## Tarefa solicitada 1
Reproduza sem alterações as linhas da listagem, começando pelo início dela e terminando na linha que contém "positive clicks: (306, 255) (347, 246)", incluindo as duas pontas.

## Trecho
--

EXTRAÍDO DE (LINK)
Escrito por Paulo Milhomens
01-Jul-2008
A afetividade humana enquanto individualidade(s) pressupõe um conjunto interdependente em suas práticas, espaços e ações. Cada ser é uma plenitude de processos, descobertas e possibilidades. Isso significa compreende-la por afectividades conjuntivas de um quebra-cabeça.
Um processo criativo. Uma partida de xadrez que pode levar anos para ser concluída.
Da mesma forma, a sexualidade humana não é uma verdade absoluta, tão-pouco adequadamente “fiel” a manuscritos, teses ou verdades científicas.
Nestes conturbados tempos “modernos” de “contemporaneidade”, achamos rentável a quebra de conceitos. Estabelecemos a diversidade como o óbvio nos interessantes discursos científicos existentes. Pergunto onde colocamos tantas necessidades de justificativas afirmativas sem buscá-las verdadeiramente?
Até onde a coerência de objetar uma dinâmica sócio-cultural pode configurar uma naturalidade do ser e estar, conforme a época? Ao passo que somos tão neuróticos, não podemos negar uma hipocrisia latente em exigir a criação de novos tipos sociais. Evidentemente, como preocupação inicial, perguntaria: quero a busca pelo afeto?
Evidenciar a dicotomia entre sexualidade e afetividade como processos, buscas humanas distintas é nossa meta. Há muitos fatores interessantes aí, tanto da ideia clássica do que vem a destacar intimidade ou o íntimo na história, no imaginário ocidental cristão.
Está associando numerosas passagens etnográficas, psicologizantes? Creio que sim.
Uma miríade de palavras foram escritas a respeito. Enfim, qualquer pessoa pode ser o que quiser desde que sua percepção esteja longe do “óbvio”. Talvez, longe de uma teoria cientificista pragmática. Ademais, a lógica do ser passa por sua tão esperada catarse: “Vivemos uma profunda metamorfose do vínculo social, caracterizada pela saturação da identidade e do individualismo epistemológico que lhe é expressão. A realidade do tribalismo está aí, ofuscante, para o bem e para o mal. Realidade incontornável, não limitada a uma área geográfica particular e que ainda não foi devidamente considerada, donde a premência de pensá-la (MAFFESOLI, 2007, p.17)”.
Pequenos encontros, grandes negócios (garotos e garotas de programa, travestis) em recortes urbanos. Reagrupamentos em outros meios sinalizam que o prazer simultâneo está, a cada dia, mais causticante.
Telejornais exibem misoginias, anti-semitismos, xenofobias e homofobias. As mentes protofascistas ainda reforçam o enclausuramento psíquico como proposta “adequada” de afastar o habitus improbum nesta neurose repetitiva que denominamos civilização ocidental.

--

## Tarefa solicitada 2
Liste tudo o que, segundo o trecho, os telejornais exibem.

--

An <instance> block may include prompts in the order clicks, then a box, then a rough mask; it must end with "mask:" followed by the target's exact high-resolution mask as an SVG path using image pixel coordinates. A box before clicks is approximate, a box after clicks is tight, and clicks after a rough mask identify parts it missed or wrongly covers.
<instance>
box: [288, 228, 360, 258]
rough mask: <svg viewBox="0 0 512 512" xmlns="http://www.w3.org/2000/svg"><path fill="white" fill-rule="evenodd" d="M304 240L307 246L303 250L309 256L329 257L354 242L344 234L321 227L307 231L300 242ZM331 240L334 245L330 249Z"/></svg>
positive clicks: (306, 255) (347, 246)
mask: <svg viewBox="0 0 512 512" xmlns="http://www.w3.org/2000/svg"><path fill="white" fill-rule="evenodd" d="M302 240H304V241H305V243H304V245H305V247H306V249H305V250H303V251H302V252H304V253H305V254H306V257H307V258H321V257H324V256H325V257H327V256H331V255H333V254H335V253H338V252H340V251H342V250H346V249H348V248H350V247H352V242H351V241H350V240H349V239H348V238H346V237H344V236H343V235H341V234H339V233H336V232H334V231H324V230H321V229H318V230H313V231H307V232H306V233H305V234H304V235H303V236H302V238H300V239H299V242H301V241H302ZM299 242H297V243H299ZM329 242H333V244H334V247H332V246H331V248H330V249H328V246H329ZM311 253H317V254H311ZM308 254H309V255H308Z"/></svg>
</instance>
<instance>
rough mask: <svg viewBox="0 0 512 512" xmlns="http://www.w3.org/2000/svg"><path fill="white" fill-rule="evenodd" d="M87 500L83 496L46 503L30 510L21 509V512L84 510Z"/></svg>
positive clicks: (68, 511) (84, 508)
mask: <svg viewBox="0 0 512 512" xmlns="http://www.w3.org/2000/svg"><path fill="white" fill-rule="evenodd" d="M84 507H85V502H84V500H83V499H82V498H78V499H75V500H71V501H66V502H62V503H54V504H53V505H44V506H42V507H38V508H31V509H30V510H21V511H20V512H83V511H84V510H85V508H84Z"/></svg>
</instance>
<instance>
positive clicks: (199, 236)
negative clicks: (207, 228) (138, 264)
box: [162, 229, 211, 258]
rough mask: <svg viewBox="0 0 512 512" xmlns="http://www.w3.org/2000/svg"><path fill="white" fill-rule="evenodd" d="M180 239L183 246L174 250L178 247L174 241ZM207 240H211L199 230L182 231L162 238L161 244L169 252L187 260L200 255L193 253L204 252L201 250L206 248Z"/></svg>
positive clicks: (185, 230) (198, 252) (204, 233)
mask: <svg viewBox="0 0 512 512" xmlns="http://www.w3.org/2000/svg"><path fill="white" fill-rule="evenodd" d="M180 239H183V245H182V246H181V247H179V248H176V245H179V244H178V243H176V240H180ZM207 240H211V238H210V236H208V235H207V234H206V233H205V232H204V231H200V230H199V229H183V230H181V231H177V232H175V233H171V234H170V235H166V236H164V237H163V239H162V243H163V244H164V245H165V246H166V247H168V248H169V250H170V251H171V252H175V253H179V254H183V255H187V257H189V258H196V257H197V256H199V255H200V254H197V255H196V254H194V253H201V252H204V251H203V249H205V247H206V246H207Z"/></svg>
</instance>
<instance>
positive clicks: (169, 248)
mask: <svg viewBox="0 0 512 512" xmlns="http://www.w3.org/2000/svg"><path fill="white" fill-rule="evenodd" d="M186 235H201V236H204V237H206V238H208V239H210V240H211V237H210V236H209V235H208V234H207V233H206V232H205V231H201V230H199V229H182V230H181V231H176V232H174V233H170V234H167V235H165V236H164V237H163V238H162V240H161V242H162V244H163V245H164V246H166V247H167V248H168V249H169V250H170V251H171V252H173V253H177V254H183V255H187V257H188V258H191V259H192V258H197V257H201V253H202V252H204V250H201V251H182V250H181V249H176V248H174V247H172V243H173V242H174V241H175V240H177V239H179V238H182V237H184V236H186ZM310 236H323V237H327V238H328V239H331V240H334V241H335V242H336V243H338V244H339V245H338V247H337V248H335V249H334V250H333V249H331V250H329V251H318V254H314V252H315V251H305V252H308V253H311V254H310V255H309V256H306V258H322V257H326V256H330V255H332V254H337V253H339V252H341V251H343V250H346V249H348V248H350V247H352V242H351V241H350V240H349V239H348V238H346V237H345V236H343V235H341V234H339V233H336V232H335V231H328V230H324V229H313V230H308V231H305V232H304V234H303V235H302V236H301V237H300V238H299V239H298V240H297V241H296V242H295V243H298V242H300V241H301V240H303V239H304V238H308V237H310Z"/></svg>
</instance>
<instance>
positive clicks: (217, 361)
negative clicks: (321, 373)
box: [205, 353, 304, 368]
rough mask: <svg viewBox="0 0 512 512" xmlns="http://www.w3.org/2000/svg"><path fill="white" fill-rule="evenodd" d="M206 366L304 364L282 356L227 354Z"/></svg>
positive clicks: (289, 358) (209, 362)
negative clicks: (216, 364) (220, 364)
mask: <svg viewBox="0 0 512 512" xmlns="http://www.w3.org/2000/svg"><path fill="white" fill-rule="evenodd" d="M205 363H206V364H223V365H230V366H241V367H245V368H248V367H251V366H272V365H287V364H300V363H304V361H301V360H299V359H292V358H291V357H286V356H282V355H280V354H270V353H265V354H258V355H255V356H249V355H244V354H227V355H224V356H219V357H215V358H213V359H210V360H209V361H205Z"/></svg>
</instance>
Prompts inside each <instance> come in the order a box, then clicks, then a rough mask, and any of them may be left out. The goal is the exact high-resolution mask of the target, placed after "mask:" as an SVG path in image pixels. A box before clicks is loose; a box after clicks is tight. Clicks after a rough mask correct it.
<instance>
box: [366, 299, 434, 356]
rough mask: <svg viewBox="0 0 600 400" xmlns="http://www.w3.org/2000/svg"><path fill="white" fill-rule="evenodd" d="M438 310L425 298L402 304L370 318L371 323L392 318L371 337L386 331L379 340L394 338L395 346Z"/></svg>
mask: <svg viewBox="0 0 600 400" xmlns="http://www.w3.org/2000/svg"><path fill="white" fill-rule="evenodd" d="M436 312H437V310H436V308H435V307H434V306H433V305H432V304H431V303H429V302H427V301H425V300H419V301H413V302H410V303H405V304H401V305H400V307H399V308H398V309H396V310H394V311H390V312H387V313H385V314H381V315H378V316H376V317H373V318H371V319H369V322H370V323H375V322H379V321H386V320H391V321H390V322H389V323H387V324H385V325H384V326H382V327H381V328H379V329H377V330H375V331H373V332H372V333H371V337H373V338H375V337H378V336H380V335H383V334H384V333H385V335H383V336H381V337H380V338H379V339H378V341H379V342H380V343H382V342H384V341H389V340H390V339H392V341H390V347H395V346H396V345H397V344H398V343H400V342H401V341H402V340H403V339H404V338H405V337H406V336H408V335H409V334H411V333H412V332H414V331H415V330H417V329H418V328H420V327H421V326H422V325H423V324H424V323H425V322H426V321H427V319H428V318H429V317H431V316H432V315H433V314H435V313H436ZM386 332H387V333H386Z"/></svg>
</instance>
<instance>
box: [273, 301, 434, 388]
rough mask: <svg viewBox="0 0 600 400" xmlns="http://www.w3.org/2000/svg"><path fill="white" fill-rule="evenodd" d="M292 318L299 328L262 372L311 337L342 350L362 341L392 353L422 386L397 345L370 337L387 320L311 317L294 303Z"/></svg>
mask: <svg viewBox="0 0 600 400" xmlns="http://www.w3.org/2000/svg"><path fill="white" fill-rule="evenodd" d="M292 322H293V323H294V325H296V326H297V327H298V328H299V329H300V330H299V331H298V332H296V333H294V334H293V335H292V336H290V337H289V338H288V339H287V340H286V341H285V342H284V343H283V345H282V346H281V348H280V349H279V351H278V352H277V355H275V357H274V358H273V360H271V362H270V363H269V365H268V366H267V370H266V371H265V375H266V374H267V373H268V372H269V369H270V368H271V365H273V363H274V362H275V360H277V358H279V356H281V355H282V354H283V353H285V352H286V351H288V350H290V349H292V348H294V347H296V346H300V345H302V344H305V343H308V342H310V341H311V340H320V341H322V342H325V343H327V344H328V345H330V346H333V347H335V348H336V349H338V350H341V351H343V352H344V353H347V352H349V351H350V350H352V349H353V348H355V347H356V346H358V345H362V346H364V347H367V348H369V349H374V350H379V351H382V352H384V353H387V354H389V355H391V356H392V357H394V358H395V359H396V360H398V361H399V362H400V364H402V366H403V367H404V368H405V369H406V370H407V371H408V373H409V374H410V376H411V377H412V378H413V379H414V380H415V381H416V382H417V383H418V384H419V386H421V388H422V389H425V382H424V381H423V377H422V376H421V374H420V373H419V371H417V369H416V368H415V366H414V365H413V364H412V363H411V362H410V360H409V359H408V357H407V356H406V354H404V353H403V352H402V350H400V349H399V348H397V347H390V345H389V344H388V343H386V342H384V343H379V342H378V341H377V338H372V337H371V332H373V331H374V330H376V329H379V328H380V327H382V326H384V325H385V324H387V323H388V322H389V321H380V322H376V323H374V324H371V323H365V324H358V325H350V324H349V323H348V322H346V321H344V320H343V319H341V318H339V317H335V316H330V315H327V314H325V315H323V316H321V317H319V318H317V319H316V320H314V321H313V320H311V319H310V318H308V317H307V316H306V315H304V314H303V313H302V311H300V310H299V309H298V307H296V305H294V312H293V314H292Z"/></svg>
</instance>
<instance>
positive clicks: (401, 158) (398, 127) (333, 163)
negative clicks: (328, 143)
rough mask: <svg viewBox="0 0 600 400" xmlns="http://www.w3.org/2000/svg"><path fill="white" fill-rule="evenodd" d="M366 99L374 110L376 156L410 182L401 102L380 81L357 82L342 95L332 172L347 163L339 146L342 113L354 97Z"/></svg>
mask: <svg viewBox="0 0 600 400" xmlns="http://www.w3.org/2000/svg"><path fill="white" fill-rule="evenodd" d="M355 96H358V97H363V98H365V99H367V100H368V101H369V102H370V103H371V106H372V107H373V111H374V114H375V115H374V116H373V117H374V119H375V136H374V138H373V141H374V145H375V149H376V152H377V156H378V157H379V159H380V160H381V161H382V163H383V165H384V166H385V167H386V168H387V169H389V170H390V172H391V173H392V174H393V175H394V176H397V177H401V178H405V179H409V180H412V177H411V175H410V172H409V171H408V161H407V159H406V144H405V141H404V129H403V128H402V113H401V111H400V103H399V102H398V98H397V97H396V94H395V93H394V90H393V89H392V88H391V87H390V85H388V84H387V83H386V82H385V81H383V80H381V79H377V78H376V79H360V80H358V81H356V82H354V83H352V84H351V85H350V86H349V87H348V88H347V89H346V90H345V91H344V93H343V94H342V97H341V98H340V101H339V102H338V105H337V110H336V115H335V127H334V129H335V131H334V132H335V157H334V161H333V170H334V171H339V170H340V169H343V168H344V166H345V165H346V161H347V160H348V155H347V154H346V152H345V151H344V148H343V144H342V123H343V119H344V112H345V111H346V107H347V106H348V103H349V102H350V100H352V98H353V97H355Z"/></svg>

--

## Resultado do exercício 1
An <instance> block may include prompts in the order clicks, then a box, then a rough mask; it must end with "mask:" followed by the target's exact high-resolution mask as an SVG path using image pixel coordinates. A box before clicks is approximate, a box after clicks is tight, and clicks after a rough mask identify parts it missed or wrongly covers.
<instance>
box: [288, 228, 360, 258]
rough mask: <svg viewBox="0 0 512 512" xmlns="http://www.w3.org/2000/svg"><path fill="white" fill-rule="evenodd" d="M304 240L307 246L303 250L309 256L329 257L354 242L344 234L321 227L307 231L300 242ZM331 240L334 245L330 249Z"/></svg>
positive clicks: (306, 255) (347, 246)

## Resultado do exercício 2
misoginias, anti-semitismos, xenofobias e homofobias